(Part of a data file)
— BEGIN —

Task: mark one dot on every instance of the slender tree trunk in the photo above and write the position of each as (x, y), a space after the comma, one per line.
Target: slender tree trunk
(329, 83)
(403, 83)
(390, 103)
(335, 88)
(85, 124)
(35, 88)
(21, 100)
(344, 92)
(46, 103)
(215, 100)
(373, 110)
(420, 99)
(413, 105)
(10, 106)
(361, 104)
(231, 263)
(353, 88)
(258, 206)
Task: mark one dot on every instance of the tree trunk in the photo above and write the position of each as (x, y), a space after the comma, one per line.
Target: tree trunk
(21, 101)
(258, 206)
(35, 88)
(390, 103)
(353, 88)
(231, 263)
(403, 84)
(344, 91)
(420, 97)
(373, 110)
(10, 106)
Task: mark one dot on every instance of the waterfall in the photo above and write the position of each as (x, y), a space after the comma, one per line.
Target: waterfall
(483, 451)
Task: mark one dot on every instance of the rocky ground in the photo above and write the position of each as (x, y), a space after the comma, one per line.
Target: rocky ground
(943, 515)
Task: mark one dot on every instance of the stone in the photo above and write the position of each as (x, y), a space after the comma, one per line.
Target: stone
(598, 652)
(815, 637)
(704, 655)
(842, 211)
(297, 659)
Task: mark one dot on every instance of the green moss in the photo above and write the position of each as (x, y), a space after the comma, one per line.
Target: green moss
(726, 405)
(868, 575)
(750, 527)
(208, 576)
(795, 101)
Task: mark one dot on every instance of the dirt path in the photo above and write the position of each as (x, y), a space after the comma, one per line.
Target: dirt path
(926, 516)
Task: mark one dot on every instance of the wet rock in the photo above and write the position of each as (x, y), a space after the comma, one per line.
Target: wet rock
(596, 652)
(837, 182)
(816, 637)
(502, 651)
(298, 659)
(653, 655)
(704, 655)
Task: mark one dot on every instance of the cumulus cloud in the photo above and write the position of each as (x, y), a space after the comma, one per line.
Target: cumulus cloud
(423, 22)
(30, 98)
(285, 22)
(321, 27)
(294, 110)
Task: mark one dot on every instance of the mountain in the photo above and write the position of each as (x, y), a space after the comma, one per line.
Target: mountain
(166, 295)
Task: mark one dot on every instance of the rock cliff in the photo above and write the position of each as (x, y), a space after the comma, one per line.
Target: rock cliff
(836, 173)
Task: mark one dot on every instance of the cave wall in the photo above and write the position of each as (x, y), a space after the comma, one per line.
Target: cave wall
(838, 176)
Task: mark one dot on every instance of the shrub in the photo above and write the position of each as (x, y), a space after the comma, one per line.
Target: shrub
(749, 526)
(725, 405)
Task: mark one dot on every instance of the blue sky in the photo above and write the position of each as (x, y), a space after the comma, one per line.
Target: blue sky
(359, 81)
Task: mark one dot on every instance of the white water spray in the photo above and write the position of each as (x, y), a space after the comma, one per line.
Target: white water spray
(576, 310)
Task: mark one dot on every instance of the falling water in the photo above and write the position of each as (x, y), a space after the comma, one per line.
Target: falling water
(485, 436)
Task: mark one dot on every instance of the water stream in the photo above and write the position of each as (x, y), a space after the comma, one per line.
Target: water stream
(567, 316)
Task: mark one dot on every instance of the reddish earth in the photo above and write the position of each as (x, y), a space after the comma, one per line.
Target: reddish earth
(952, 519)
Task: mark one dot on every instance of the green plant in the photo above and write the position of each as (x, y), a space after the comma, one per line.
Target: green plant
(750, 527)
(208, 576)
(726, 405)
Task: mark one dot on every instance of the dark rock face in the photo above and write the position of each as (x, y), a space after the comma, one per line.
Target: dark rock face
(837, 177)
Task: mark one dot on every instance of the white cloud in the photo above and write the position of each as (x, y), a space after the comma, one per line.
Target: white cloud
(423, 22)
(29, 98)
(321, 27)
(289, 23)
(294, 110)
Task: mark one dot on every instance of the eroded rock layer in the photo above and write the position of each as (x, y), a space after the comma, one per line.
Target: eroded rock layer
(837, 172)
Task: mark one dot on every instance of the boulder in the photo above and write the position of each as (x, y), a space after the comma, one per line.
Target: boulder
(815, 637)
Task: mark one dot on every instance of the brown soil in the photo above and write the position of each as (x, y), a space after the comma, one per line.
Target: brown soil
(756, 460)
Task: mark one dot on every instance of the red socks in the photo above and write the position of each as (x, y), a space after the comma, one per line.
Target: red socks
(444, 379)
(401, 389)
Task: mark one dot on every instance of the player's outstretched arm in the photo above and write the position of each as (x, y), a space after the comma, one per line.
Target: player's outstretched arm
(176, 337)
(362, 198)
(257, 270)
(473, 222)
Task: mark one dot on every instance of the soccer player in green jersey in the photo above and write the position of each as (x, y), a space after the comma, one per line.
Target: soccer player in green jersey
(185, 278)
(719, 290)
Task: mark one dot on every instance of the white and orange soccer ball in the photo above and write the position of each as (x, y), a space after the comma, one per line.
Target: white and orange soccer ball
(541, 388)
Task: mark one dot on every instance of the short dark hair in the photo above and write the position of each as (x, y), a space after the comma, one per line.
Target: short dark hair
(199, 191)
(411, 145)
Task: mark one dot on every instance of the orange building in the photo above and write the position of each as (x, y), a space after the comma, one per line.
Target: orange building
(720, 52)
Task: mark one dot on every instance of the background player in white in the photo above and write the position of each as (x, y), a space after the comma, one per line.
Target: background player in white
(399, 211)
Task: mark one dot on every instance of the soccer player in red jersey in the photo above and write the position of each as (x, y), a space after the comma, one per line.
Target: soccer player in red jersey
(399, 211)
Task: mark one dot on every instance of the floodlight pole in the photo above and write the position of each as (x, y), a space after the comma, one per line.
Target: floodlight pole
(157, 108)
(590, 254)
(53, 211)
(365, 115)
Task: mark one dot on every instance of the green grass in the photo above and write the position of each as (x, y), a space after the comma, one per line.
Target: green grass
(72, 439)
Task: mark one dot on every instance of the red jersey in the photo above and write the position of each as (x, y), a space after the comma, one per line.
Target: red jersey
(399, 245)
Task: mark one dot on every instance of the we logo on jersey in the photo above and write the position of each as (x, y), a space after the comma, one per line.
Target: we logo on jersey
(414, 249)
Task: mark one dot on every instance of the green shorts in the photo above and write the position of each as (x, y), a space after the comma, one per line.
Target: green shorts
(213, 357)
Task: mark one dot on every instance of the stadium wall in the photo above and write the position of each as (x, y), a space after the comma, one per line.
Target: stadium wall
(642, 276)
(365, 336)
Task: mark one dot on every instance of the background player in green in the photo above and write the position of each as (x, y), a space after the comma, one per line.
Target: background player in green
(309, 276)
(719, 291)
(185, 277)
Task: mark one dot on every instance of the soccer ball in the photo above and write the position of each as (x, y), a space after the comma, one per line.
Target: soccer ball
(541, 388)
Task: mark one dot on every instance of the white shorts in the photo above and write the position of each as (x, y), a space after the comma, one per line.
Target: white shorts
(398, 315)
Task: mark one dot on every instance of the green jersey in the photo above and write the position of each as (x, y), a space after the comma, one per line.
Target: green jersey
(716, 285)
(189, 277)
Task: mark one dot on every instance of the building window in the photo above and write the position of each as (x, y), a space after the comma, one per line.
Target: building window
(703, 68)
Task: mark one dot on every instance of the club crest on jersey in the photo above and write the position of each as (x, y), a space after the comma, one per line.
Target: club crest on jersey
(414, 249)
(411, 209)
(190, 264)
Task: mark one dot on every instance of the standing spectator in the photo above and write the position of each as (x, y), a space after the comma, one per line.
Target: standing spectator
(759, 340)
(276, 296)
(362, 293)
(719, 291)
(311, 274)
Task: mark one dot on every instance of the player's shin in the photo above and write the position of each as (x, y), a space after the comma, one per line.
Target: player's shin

— END —

> Goal of the exercise: Update all of these lines, substituting "place a single point" for every occurrence of "mark one dot" and leaving everything else unchanged.

> The completed task:
Task: place a single point on every instance of the slender tree trunk in the photo above and write the position of each as (x, y), a space after the comma, one per line.
Target: slender tree trunk
(329, 83)
(403, 83)
(390, 103)
(335, 88)
(85, 124)
(35, 88)
(21, 100)
(344, 92)
(46, 103)
(215, 100)
(373, 110)
(420, 99)
(413, 105)
(10, 106)
(361, 104)
(231, 263)
(353, 88)
(258, 206)
Task: place a single point on every instance of the tree trunk in the photo above and write the position of each as (x, y), a space after the comma, one per line.
Target: tree trunk
(21, 101)
(258, 206)
(35, 88)
(390, 103)
(353, 88)
(231, 263)
(403, 84)
(344, 91)
(420, 97)
(373, 110)
(10, 106)
Task: place a single point on every instance of the waterfall in the photo above and write the position of each as (x, y), a space after the comma, one per line.
Target: waterfall
(483, 451)
Task: place a single point on every instance of the rocky ground in the photo above and write the position of each as (x, y), a space after the comma, one per line.
Target: rocky ground
(943, 515)
Task: place a single point on every instance of the stone in the photo above and write the position of each as (x, y), a space after the comma, one per line.
Target: stone
(598, 652)
(815, 637)
(704, 655)
(842, 211)
(297, 659)
Task: place a single point on every instance of the green moss in the photo above and write the position of each as (x, y), a space after the comma, one per line.
Target: green moss
(726, 405)
(868, 575)
(750, 527)
(208, 576)
(795, 101)
Task: place a single point on every instance of the dirt path in the photo above and write the position of each as (x, y), a space after the comma, one per line.
Target: dirt path
(926, 516)
Task: place a single point on every instance of the wet rock in the photo above and write the position of each as (x, y), a space after the comma, one per line.
Target: wet rock
(596, 652)
(837, 182)
(816, 637)
(502, 651)
(298, 659)
(653, 655)
(704, 655)
Task: place a single point on every instance of the cumulus cloud in the photo above and write the position of each as (x, y), a space after the comma, one per line.
Target: cumulus cloud
(423, 22)
(30, 98)
(285, 22)
(321, 27)
(294, 110)
Task: place a single point on every instance of the mountain in the photo above and write the position of each as (x, y), a space after the comma, one per line.
Target: mountain
(166, 295)
Task: place a single point on every instance of the rock cliff in the photo above and write the position of each as (x, y), a space after the comma, one per line.
Target: rock cliff
(836, 173)
Task: place a single point on every instance of the cave wall in the photo above and write the position of each as (x, y), a space after the comma, one per line.
Target: cave wall
(838, 176)
Task: place a single point on every instance of the shrub in the photo above and write the position of each as (x, y), a space after the comma, one per line.
Target: shrub
(749, 526)
(725, 405)
Task: place a single point on every instance of the blue sky in the photo above and write the position of each as (x, y), a space after the comma, one per line.
Target: blue sky
(359, 81)
Task: place a single point on every instance of the white water spray in the photo above and write the position of each as (x, y), a space after the comma, one per line.
Target: white water spray
(576, 310)
Task: place a single point on every instance of the falling water in the photo above and write the position of each as (x, y), a space after the comma, one per line.
Target: falling water
(485, 436)
Task: place a single point on every instance of the water stream in the photo above and write the position of each as (x, y), a space after the comma, one per line.
Target: water stream
(567, 316)
Task: place a single point on every instance of the reddish earth in the photo above and write the position of each as (x, y), a space after the comma, one per line.
Target: reddish earth
(952, 519)
Task: place a single point on every instance of the green plant in the photo above and write the position of each as (x, y), a space after the comma, one per line.
Target: green plant
(750, 527)
(208, 576)
(726, 405)
Task: place a single point on every instance of the dark rock face in the photo above and write the position of each as (x, y), a space after the comma, one per line.
Target: dark rock face
(837, 177)
Task: place a single point on every instance of the white cloud in the photo above and write the position of each as (x, y), a space after the comma, one per line.
Target: white cloud
(423, 22)
(29, 98)
(321, 27)
(289, 23)
(294, 110)
Task: place a single point on every instance of the eroded rock layer in the photo above and write the position of each as (x, y), a space after the comma, one per line.
Target: eroded rock layer
(837, 172)
Task: place a single point on every instance of the boulder in the photo above and write the position of each as (x, y), a space after the comma, one per line.
Target: boulder
(815, 637)
Task: place a single point on every instance of the brown soil in the photo above and write the position of each as (x, y), a space after the comma, one per line.
Target: brown soil
(756, 460)
Task: place a single point on every instance of the red socks in the photo above and write the position of each as (x, y), a space after the comma, one per line.
Target: red socks
(444, 379)
(401, 389)
Task: place a single point on every instance of the player's outstretched arm in the photo above and write the position of each as (x, y), a space after the comma, one per line.
Target: player's outstretched arm
(176, 337)
(362, 198)
(257, 270)
(473, 222)
Task: place a single point on every instance of the soccer player in green jersey in the photo above and write the position of each as (x, y), a space after the comma, one per line.
Target: soccer player in green jersey
(185, 278)
(719, 290)
Task: place a single point on every instance of the white and orange soccer ball in the photo above and write the position of each as (x, y), a space after the comma, one per line.
Target: white and orange soccer ball
(541, 388)
Task: place a single point on every instance of the short dark hair in the photo above and write the position of each as (x, y), a space after the comma, one per line.
Target: short dark hair
(199, 191)
(411, 145)
Task: place a single point on every instance of the orange building in the photo above and write the position of each as (x, y), a space after the comma, one per line.
Target: orange building
(720, 52)
Task: place a single point on every instance of the background player in white in the photo above and write the position of each as (x, y), a space after the comma, one per line.
Target: background player in white
(399, 211)
Task: place a single point on every instance of the soccer player in red jersey in the photo above and write the position of each as (x, y), a space after the comma, one per line.
Target: soccer player in red jersey
(399, 211)
Task: place a single point on every instance of the floodlight pole in the photo above and write the position of each as (x, y), a space after the comma, one per line.
Target: floodlight pole
(157, 108)
(590, 254)
(53, 211)
(365, 115)
Task: place a single point on every instance of the green grass in the photo above and write the position of each as (x, y), a space after the comma, one per line.
Target: green grass
(72, 439)
Task: place a single point on every instance of the red jersey in the photo above and write the position of each as (x, y), a space after the comma, one per line.
Target: red jersey
(399, 245)
Task: place a single point on every instance of the we logo on jersey in the photo above and write the position of each as (x, y), a space after the comma, one per line.
Target: we logo on jersey
(414, 249)
Task: place a single point on every instance of the green shorts in the photo above and write the position of each as (x, y), a space after the comma, one per line.
Target: green shorts
(213, 357)
Task: place a single point on every instance of the stadium wall in the photo above and write the position of each as (x, y), a space after the comma, one per line.
Target: stadium wall
(642, 276)
(365, 336)
Task: place a single point on every instance of the background player in green in the photo above and write the position of each as (x, y), a space after the comma, one per line.
Target: background player in green
(309, 276)
(719, 291)
(185, 277)
Task: place a single point on every instance of the soccer ball in the photo above and write the position of each as (x, y), a space after the comma, one per line.
Target: soccer ball
(541, 388)
Task: place a single point on every instance of the white shorts in the photo above and write the position of each as (x, y), a space after the comma, one per line.
Target: white shorts
(398, 315)
Task: place a single point on every instance of the green jersey in the photo above and write the position of each as (x, y), a space after the comma, one per line.
Target: green jersey
(716, 285)
(189, 277)
Task: place a single point on every instance of the building window in the photo above and write the position of each as (x, y), a space after the comma, one per line.
Target: building window
(703, 68)
Task: place a single point on every instance of the club crest on jersey in the photo above and write the position of each as (x, y), a space after the comma, one per line.
Target: club crest on jersey
(414, 249)
(411, 209)
(190, 264)
Task: place a single point on every instance of the standing spectator in the photo above and write the position of each as (x, y), a space after the comma, one per line.
Target: standing spectator
(759, 340)
(276, 296)
(362, 293)
(719, 291)
(311, 274)
Task: place a single point on every instance of the player's shin in the photo above and write the position of each as (x, y), a space after the comma, one per line.
Target: player's shin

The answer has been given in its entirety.